▶ **Aim of the exercise**: Copy each line of the data beneath in which the word "surface" appears.

▶ **Data excerpts**:
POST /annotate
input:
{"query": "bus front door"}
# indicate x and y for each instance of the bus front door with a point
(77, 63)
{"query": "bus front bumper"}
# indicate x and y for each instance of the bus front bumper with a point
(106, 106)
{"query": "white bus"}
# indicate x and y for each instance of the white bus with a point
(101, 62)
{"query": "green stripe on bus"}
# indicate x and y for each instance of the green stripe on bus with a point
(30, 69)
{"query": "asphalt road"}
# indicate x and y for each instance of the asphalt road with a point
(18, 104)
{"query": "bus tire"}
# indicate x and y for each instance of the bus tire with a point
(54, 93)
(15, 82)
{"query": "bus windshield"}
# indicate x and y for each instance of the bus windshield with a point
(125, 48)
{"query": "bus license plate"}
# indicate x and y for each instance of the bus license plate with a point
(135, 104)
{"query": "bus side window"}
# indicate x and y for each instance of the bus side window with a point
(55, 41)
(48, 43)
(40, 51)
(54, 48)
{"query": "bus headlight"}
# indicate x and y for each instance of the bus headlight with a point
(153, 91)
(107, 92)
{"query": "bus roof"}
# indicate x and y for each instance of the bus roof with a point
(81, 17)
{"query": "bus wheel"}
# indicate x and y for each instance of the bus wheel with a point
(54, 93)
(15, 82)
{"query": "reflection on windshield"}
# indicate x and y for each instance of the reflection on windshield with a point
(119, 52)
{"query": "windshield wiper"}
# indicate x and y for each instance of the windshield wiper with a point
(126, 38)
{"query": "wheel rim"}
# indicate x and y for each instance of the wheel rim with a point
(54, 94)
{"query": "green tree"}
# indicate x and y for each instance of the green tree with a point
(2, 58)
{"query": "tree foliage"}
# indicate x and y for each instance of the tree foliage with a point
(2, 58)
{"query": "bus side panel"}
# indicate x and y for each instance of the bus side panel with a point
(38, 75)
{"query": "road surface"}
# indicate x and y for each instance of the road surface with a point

▶ **Task answer**:
{"query": "road surface"}
# indicate x and y for each instance of the road surface with a point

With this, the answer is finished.